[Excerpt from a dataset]
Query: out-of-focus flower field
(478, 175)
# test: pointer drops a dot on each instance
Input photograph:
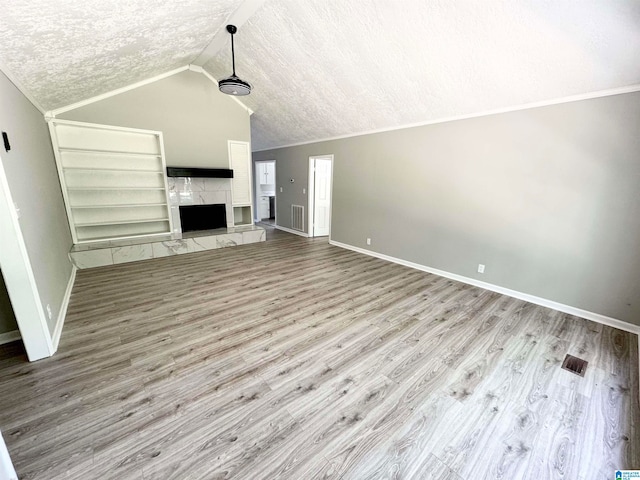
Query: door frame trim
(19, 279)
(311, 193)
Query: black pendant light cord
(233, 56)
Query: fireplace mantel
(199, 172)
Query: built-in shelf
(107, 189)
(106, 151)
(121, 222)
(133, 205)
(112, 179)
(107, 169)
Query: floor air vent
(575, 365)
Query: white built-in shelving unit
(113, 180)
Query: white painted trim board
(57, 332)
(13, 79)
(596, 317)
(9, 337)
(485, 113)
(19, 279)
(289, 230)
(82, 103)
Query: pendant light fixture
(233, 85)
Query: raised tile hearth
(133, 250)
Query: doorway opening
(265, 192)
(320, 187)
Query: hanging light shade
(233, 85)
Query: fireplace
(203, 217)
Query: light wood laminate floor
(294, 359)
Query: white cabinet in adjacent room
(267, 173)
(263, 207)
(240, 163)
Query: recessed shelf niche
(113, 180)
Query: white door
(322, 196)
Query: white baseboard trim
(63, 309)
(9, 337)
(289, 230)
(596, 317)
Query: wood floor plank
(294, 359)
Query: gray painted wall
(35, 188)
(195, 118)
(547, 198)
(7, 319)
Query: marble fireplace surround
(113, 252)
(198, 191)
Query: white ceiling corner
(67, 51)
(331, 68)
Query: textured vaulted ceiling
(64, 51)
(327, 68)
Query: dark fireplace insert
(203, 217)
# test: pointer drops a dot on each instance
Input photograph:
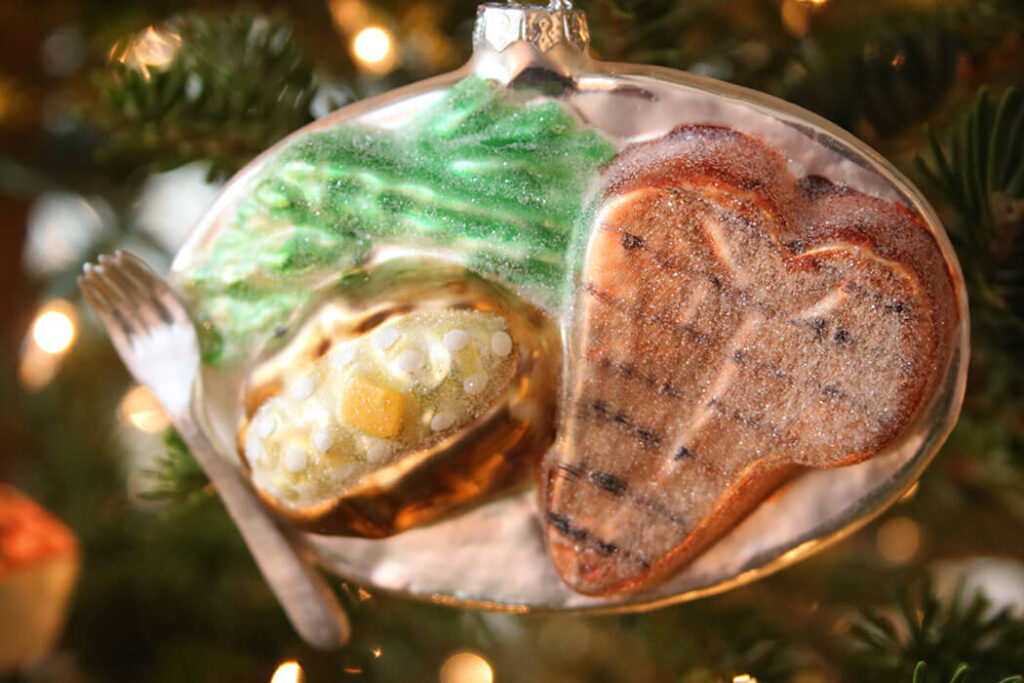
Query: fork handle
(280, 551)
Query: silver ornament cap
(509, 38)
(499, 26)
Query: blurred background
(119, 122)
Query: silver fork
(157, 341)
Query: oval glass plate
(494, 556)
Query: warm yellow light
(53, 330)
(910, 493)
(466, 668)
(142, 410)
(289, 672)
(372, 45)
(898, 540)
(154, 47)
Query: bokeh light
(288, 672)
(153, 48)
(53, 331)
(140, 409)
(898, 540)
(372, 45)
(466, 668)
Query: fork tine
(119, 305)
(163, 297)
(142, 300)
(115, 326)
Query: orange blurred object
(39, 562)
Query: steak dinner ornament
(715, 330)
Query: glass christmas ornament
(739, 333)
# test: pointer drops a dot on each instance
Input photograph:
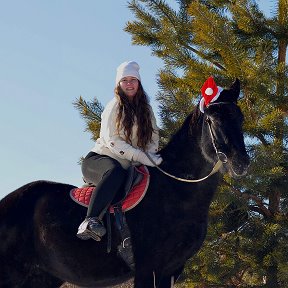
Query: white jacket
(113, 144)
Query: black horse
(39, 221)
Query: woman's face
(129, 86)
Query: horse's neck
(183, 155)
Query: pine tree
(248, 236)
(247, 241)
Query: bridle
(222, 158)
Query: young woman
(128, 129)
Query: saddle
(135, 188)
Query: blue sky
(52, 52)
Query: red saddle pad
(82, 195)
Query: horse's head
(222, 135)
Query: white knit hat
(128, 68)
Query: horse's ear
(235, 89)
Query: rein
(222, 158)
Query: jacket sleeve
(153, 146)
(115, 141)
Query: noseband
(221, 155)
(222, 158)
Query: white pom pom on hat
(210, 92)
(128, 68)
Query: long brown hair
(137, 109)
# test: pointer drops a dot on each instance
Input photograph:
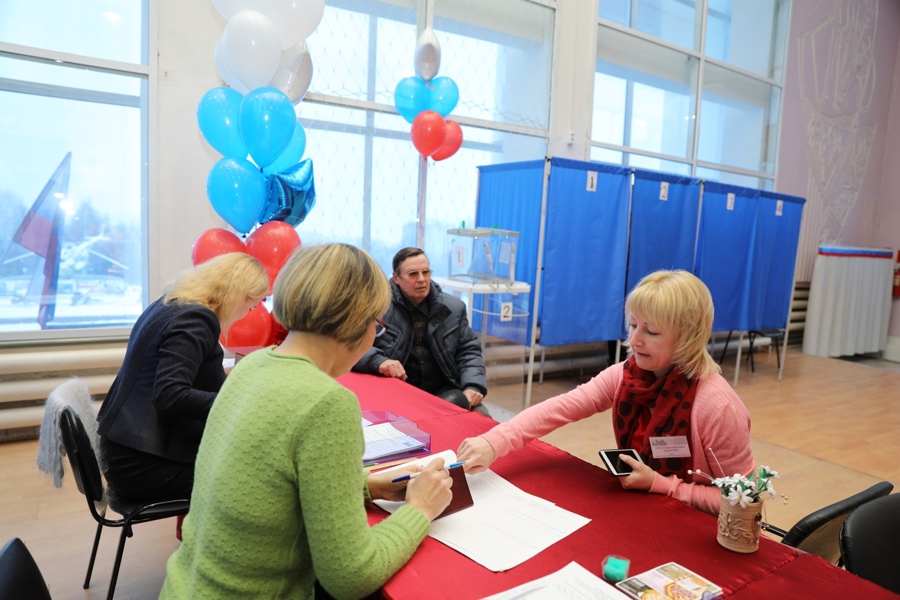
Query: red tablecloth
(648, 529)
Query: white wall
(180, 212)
* * *
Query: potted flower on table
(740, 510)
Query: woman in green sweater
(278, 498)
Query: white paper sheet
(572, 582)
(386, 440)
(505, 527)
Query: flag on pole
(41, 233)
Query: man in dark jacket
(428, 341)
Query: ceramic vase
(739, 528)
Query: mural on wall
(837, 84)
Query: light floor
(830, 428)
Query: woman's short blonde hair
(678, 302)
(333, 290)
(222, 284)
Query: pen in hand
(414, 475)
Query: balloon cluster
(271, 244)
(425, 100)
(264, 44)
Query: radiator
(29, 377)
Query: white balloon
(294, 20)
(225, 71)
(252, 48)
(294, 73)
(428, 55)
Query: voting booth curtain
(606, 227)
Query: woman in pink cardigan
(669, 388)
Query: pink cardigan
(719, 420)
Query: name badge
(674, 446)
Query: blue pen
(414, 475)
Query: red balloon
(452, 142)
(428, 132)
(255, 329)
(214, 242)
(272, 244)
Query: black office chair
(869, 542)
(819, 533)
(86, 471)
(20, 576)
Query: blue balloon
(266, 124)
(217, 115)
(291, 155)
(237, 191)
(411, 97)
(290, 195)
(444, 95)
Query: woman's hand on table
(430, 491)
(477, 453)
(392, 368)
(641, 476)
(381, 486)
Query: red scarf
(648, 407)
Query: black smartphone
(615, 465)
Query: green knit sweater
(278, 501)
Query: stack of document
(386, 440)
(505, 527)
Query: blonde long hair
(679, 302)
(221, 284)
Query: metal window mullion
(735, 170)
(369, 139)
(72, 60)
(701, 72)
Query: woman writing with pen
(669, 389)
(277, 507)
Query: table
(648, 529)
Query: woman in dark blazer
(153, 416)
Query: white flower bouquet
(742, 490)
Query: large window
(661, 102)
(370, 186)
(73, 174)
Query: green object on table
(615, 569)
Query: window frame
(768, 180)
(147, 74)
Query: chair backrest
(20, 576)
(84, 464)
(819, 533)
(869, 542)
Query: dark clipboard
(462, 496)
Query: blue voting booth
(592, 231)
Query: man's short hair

STATED TASK: Render the stretch of items from the line containing "Query: woman in dark blazer" through the line containing "Query: man's short hair" as a numbered list, leaving out blank lines.

OUTPUT OF THE EXERCISE:
1. Query: woman in dark blazer
2. (153, 416)
3. Query: white flower bouquet
4. (742, 490)
5. Query: large window
6. (661, 102)
7. (370, 186)
8. (73, 174)
9. Query: green object on table
10. (615, 569)
11. Query: window frame
12. (768, 180)
13. (147, 74)
14. Query: chair backrest
15. (20, 576)
16. (84, 464)
17. (819, 533)
18. (869, 542)
19. Query: dark clipboard
20. (462, 496)
21. Query: blue voting booth
22. (592, 231)
23. Query: man's short hair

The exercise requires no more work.